#### Listed records

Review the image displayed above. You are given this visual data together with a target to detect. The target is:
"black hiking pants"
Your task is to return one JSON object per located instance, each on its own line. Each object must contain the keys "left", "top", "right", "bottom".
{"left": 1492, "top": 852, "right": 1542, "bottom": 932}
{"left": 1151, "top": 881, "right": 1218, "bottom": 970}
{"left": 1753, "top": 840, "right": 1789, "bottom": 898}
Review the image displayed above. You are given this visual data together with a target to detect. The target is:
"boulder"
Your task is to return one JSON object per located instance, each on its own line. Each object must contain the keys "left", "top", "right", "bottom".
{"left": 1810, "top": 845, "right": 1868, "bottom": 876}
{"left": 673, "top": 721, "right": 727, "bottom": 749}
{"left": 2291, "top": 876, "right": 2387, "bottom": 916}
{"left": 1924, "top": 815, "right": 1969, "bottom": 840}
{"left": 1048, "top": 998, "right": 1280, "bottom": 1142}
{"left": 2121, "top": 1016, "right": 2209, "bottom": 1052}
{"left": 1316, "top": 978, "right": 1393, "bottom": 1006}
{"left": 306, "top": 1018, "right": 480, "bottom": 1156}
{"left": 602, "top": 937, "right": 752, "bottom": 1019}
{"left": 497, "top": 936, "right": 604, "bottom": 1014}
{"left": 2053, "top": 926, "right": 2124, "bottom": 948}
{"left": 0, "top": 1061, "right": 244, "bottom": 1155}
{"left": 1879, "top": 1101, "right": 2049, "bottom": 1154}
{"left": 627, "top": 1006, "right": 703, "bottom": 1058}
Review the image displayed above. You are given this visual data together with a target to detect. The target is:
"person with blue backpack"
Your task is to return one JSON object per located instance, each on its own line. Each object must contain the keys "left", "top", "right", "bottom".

########

_Exercise prompt_:
Every record should be given again without alteration.

_Response to this task_:
Review the image displayed above. You are given this visual data together with a target to detect. The target is:
"black hiking pants"
Your task is to return one JSON object per located instance, each on its own line. Each object must contain the keys "left", "top", "right", "bottom".
{"left": 1492, "top": 852, "right": 1542, "bottom": 932}
{"left": 1151, "top": 881, "right": 1218, "bottom": 970}
{"left": 1753, "top": 840, "right": 1789, "bottom": 898}
Review the image displayed above. You are given this visual data together with a target to detect. The target is:
"boulder"
Your task is to return one JSON object per located instance, each on its own line. Each object must contain the keys "left", "top", "right", "bottom".
{"left": 1810, "top": 845, "right": 1868, "bottom": 876}
{"left": 673, "top": 721, "right": 727, "bottom": 749}
{"left": 2291, "top": 876, "right": 2387, "bottom": 916}
{"left": 1924, "top": 815, "right": 1969, "bottom": 840}
{"left": 1048, "top": 998, "right": 1280, "bottom": 1142}
{"left": 2121, "top": 1016, "right": 2209, "bottom": 1052}
{"left": 1316, "top": 978, "right": 1393, "bottom": 1006}
{"left": 306, "top": 1018, "right": 480, "bottom": 1156}
{"left": 602, "top": 937, "right": 752, "bottom": 1019}
{"left": 497, "top": 936, "right": 604, "bottom": 1014}
{"left": 2053, "top": 926, "right": 2124, "bottom": 948}
{"left": 0, "top": 1061, "right": 244, "bottom": 1155}
{"left": 1879, "top": 1101, "right": 2049, "bottom": 1154}
{"left": 627, "top": 1006, "right": 703, "bottom": 1058}
Review the image displayed above. You are given this visual data together with a target to detect. The target is:
"person with blue backpack"
Your task is to return one JSON object per located instance, each on its own line. Each object must contain the keys "left", "top", "right", "bottom".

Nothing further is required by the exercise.